··· Provided records
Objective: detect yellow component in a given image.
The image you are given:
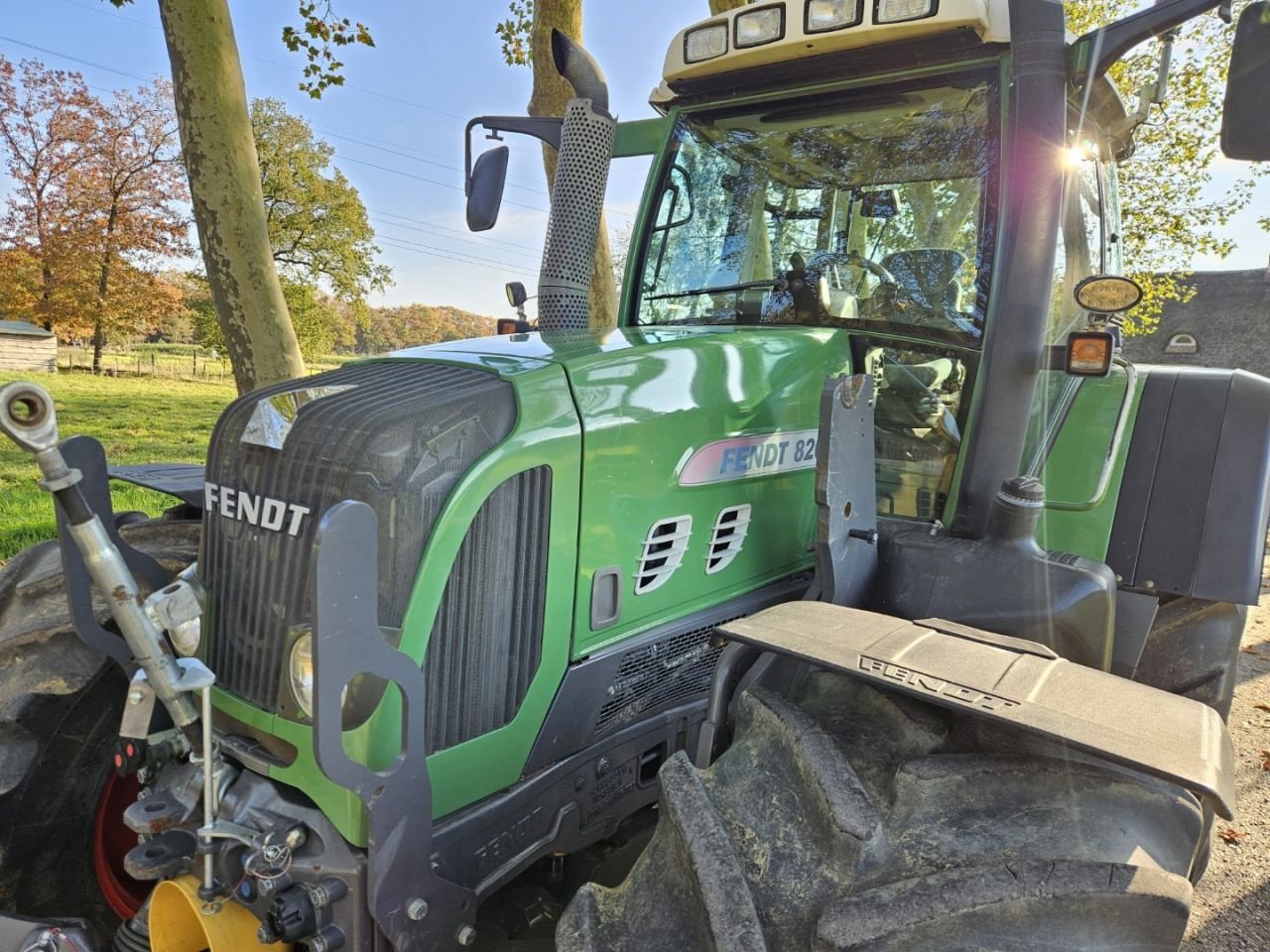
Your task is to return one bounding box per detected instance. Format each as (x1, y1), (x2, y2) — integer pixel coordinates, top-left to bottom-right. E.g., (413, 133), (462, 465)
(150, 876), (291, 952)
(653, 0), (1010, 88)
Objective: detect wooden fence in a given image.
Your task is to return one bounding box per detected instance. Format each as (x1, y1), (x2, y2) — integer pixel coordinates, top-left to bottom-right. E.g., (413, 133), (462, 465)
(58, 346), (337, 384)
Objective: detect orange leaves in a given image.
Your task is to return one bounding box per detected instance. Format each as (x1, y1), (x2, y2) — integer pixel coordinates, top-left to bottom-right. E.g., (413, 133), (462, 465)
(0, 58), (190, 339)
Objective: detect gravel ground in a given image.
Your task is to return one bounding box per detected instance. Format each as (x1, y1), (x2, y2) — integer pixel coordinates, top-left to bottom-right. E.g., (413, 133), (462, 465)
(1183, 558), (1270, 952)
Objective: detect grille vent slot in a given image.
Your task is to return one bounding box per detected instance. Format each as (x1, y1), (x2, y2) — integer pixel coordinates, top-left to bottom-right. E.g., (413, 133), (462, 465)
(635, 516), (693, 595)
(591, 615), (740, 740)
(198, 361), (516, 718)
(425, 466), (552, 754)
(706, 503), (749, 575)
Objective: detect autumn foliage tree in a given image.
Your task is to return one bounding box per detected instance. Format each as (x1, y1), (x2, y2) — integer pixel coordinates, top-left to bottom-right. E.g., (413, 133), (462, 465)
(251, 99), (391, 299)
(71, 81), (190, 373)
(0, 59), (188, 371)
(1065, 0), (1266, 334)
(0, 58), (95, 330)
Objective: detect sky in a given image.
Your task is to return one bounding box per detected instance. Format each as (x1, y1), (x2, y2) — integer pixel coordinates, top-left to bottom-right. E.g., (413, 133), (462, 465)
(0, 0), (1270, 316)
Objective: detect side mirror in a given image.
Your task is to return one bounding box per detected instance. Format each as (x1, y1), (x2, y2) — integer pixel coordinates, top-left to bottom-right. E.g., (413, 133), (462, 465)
······
Starting with the line containing "Objective: detect autumn" and going on through the line containing "(0, 58), (95, 330)", swap "autumn" for "fall" and give those lines again with nothing else changed.

Objective: detect fall foliage tree in a given image.
Your task is to return one bounding box per detected instance. Format each as (x1, y1), (x2, y2) — integer pixel coordinates, top-left to bottom-right. E.g., (413, 133), (462, 465)
(251, 99), (391, 299)
(71, 81), (190, 373)
(0, 59), (188, 371)
(1065, 0), (1266, 334)
(0, 58), (95, 330)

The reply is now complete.